» TASK PROMPT:
Return, word for word, the lines from the one containing "Question. Indicate each instance of the green foliage" through the end of the rows, both ends included.

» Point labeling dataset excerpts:
------------------------------------------------------------------------
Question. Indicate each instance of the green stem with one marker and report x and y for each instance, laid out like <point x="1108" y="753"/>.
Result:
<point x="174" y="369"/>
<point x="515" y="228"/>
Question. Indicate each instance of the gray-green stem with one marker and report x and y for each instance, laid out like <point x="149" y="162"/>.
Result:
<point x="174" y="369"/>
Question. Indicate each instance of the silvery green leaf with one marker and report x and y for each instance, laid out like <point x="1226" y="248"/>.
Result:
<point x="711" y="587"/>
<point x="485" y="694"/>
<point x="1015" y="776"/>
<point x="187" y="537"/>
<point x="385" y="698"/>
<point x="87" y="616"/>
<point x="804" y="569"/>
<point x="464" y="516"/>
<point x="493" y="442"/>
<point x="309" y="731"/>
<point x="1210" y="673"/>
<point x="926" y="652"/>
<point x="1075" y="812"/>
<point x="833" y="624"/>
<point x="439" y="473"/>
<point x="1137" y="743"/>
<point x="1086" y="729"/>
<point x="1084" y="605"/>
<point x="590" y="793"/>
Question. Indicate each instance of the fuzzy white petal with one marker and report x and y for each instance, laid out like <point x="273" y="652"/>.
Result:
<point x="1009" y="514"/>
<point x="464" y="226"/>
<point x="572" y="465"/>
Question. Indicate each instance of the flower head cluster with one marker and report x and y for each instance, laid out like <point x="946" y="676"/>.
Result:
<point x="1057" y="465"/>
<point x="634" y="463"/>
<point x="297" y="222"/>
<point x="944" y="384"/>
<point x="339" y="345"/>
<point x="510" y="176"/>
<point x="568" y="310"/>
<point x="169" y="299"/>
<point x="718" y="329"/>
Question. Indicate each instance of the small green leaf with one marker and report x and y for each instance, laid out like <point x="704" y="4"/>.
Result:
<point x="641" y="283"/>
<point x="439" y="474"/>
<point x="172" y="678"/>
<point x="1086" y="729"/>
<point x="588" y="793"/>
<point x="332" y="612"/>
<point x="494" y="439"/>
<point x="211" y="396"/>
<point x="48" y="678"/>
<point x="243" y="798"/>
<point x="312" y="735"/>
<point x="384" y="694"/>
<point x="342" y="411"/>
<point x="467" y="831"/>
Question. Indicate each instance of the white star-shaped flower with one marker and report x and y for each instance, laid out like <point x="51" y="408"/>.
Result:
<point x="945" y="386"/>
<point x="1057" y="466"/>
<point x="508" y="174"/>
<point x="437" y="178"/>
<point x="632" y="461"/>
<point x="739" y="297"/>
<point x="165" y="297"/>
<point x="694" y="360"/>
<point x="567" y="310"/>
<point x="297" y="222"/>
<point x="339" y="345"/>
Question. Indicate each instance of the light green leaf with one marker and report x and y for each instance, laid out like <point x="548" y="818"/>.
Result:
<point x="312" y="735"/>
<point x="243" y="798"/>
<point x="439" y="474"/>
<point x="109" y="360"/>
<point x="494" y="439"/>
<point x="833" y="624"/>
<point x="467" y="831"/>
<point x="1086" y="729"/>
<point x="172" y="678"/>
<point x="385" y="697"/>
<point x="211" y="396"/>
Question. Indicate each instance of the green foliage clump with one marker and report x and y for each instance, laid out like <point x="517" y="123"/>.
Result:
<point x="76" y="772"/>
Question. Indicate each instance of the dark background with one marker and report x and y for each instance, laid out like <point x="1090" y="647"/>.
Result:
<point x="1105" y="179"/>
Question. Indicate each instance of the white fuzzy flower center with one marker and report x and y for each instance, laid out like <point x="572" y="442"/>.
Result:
------------------------------------------------------------------------
» WRITTEN RESPONSE:
Question. Indicate each instance of the green foliage clump with one marker and report x and y for each instance, laid out like <point x="517" y="123"/>.
Result:
<point x="76" y="772"/>
Question. Indicate each instance of the dark background with one marker and report x and y for each instance, laid out like <point x="1090" y="647"/>.
Result:
<point x="1105" y="179"/>
Question. Indicate each instance of the white fuzzy flower center with one marker and report x and y for each instance, laid out like <point x="572" y="442"/>.
Result:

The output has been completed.